A verbatim copy of the lines from the one with "shoulder and record the pixel coordinates." through the final line below is required; print it and nothing else.

===== RECORDS SHOWN

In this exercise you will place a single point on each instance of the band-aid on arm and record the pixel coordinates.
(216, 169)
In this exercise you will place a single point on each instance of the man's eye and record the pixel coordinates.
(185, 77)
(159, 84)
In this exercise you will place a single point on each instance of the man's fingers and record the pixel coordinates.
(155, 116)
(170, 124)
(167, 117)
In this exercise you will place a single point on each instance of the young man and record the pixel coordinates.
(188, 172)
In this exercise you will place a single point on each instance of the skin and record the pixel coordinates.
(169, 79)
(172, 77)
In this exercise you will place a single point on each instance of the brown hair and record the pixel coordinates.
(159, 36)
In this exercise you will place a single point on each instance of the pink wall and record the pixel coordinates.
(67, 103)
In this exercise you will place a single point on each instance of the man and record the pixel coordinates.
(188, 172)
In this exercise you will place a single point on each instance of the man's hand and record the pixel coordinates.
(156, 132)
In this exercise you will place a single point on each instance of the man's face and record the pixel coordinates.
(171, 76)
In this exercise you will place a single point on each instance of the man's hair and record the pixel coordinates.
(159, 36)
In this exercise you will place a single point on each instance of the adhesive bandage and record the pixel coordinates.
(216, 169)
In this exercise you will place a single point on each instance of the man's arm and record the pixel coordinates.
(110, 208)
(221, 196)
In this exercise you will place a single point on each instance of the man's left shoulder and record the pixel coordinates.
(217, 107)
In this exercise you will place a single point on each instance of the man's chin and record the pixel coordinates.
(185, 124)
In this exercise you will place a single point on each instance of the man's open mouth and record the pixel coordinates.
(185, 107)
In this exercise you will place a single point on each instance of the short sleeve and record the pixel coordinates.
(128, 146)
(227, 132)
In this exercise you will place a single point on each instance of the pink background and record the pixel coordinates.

==========

TASK OUTPUT:
In this exercise you will place a single point on each instance of the man's left shoulder and record the pixel coordinates.
(217, 107)
In this exercise you will place a single point on each instance of the man's chin and record the pixel coordinates.
(185, 124)
In this exercise you will place a single point on each instance of the man's open mouth and record the pixel coordinates.
(185, 107)
In this exercise you will place a single point on each instance of the short sleeve and record the pixel coordinates.
(128, 146)
(227, 132)
In this exercise you will place a single point on each instance of the pink background and record the pixel coordinates.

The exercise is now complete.